Transcribe the full listing below, word for word, without pictures.

(THE DATA)

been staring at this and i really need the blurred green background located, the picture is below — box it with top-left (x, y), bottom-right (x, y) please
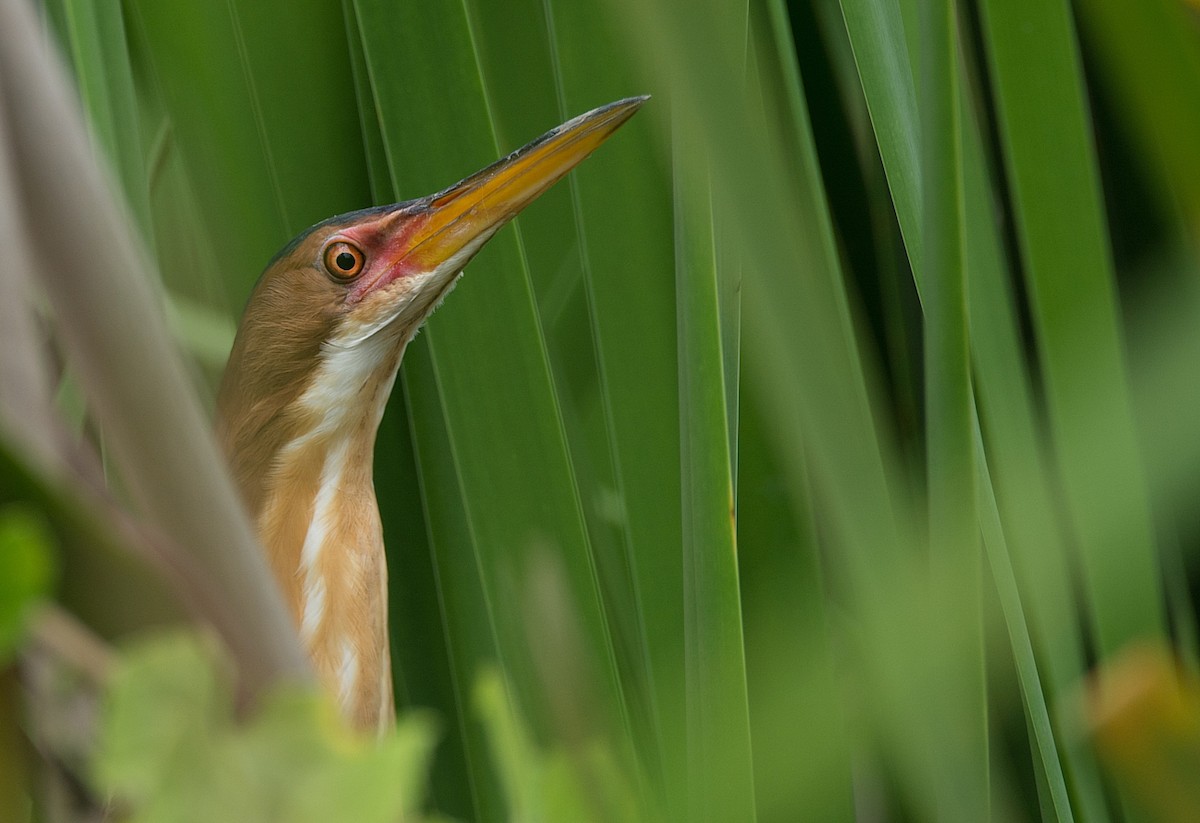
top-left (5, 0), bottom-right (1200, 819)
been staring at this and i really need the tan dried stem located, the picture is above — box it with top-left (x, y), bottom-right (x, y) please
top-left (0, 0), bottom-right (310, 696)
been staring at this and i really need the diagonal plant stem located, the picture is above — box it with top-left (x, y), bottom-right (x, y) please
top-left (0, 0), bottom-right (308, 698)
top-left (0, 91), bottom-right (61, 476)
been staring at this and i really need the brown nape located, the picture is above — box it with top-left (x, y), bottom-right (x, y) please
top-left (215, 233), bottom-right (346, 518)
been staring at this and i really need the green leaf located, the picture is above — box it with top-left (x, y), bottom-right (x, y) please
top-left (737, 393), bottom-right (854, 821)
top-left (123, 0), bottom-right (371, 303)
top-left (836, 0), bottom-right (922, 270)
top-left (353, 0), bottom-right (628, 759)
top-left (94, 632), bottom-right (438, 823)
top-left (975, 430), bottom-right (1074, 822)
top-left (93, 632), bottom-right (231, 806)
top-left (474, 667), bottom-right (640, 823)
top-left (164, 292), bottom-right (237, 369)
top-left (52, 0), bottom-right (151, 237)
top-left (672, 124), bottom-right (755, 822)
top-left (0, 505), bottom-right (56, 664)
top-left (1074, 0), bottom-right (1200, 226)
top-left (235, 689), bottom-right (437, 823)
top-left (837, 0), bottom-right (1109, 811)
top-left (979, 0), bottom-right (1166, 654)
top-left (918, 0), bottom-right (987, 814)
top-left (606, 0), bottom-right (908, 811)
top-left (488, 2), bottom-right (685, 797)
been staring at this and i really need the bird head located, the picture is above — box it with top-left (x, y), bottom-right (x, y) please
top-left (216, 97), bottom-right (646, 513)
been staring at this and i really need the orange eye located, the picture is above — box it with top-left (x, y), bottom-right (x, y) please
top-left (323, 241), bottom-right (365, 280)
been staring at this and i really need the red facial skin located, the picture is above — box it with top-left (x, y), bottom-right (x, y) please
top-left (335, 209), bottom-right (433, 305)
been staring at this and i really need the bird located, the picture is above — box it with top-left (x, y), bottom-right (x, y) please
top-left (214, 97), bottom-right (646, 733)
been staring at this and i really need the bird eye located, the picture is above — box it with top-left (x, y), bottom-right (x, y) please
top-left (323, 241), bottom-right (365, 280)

(End THE DATA)

### RESULT
been staring at this and i really need the blurred green background located, the picture is below — box it with top-left (x, y), bottom-right (x, y) please
top-left (5, 0), bottom-right (1200, 819)
been staring at this and i really need the tan dried stem located, the picture is above — box it with top-left (x, y), bottom-right (x, y) please
top-left (0, 0), bottom-right (310, 696)
been staring at this and i really need the diagonal plant stem located, the picture is above — box it with top-left (x, y), bottom-right (x, y) please
top-left (0, 0), bottom-right (308, 698)
top-left (0, 91), bottom-right (61, 476)
been staring at this and i really need the brown nape located, the picture is above — box it with top-left (x, y), bottom-right (x, y) please
top-left (215, 233), bottom-right (346, 518)
been staring at this and i really need the green leaf located, the picture is above — box it with top-left (x, y), bottom-right (x, y) please
top-left (737, 393), bottom-right (854, 821)
top-left (123, 0), bottom-right (371, 303)
top-left (836, 0), bottom-right (922, 270)
top-left (353, 0), bottom-right (628, 759)
top-left (94, 632), bottom-right (438, 823)
top-left (975, 430), bottom-right (1074, 822)
top-left (93, 632), bottom-right (231, 806)
top-left (474, 667), bottom-right (640, 823)
top-left (164, 292), bottom-right (237, 369)
top-left (52, 0), bottom-right (151, 237)
top-left (672, 124), bottom-right (755, 822)
top-left (0, 505), bottom-right (56, 664)
top-left (1074, 0), bottom-right (1200, 226)
top-left (235, 689), bottom-right (437, 823)
top-left (837, 0), bottom-right (1109, 811)
top-left (979, 0), bottom-right (1166, 654)
top-left (918, 0), bottom-right (987, 814)
top-left (606, 0), bottom-right (908, 811)
top-left (488, 2), bottom-right (685, 797)
been staring at this and i really need the bird head located, the picture is above — box it with top-left (x, y), bottom-right (x, y) please
top-left (216, 97), bottom-right (646, 513)
been staring at this and i really need the orange eye located, the picture is above — box it with top-left (x, y), bottom-right (x, y) please
top-left (323, 241), bottom-right (365, 280)
been staring at this and i really need the red facial skin located, the picture is above — box it with top-left (x, y), bottom-right (x, y) please
top-left (335, 209), bottom-right (433, 305)
been staring at this and i really need the bird located, the picture is above — box it with top-left (x, y), bottom-right (x, y) please
top-left (214, 97), bottom-right (646, 733)
been staring at this and i really need the bird eye located, the picture is above — box it with top-left (x, y), bottom-right (x, y) please
top-left (323, 241), bottom-right (365, 280)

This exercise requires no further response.